● **PROVIDED RECORDS**
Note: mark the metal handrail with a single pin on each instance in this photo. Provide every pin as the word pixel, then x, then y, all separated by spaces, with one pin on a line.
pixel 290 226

==

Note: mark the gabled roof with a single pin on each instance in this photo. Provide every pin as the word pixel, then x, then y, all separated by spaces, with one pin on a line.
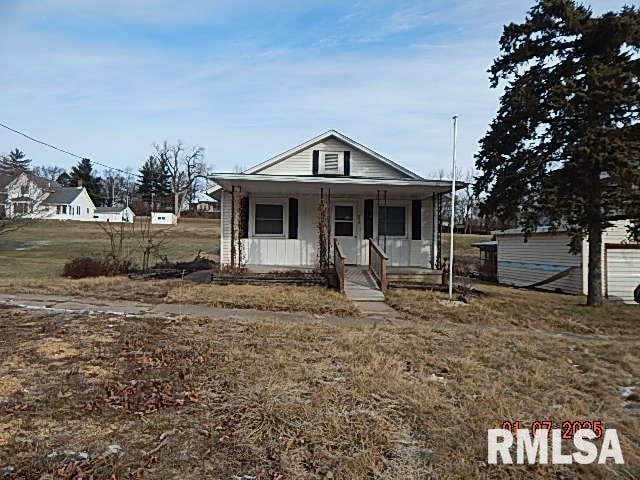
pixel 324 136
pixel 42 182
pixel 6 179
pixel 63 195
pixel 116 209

...

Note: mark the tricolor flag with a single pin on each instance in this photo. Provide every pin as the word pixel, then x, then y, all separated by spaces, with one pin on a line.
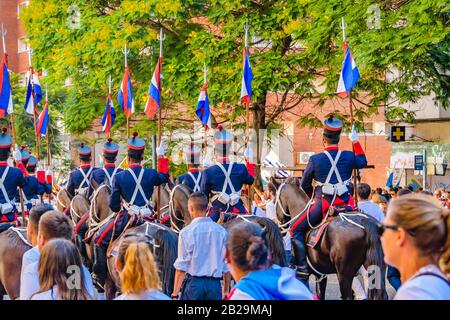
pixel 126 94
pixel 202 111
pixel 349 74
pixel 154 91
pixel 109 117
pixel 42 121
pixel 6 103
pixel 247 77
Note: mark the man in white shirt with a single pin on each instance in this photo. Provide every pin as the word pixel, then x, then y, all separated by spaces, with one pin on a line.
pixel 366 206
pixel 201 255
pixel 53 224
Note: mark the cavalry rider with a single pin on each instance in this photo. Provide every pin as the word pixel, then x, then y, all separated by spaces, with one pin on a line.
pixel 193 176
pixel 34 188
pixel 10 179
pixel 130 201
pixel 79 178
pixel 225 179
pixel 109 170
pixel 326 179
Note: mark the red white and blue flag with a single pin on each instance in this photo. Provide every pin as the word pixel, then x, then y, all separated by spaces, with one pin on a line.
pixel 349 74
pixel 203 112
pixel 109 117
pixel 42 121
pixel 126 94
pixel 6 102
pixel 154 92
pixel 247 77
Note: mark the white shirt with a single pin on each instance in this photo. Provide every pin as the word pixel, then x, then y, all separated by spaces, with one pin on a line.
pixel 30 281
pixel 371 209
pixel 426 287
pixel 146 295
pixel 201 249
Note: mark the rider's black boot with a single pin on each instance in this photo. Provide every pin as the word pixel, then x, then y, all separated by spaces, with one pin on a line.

● **TO BE DONE**
Transcribe the data above without changes. Begin at the line that contains "Note: mark the cavalry" and stop after the line that contains "Note: mark the rider's".

● **SOLUTION TO THE EXERCISE**
Note: mark the cavalry rider with a single pin on each instance in this photo. Provide every pin as the word pixel, then x, then y, all separated by spaces, with one pin on a line.
pixel 193 176
pixel 34 188
pixel 10 179
pixel 130 201
pixel 79 178
pixel 225 179
pixel 109 170
pixel 326 179
Note: mark the red white and blue flag with a single pin on each instance in this photo. Provide every pin as the word pixel, then x, then y, all separated by spaces, with one pin on a line.
pixel 349 74
pixel 203 112
pixel 109 117
pixel 42 121
pixel 126 94
pixel 6 102
pixel 154 92
pixel 247 77
Note: mark the white shirt with a single pin on each instance in this photo. Provide every pin as the word pixel, then x, then y, all separated by spaces, with one pin on a line.
pixel 30 281
pixel 371 209
pixel 426 287
pixel 146 295
pixel 201 249
Note: mark the rider's black boot with a single pin on each instance in this photo. Provide every pin as the word pixel, then x, then y, all separated by spaces, with one pin on a line.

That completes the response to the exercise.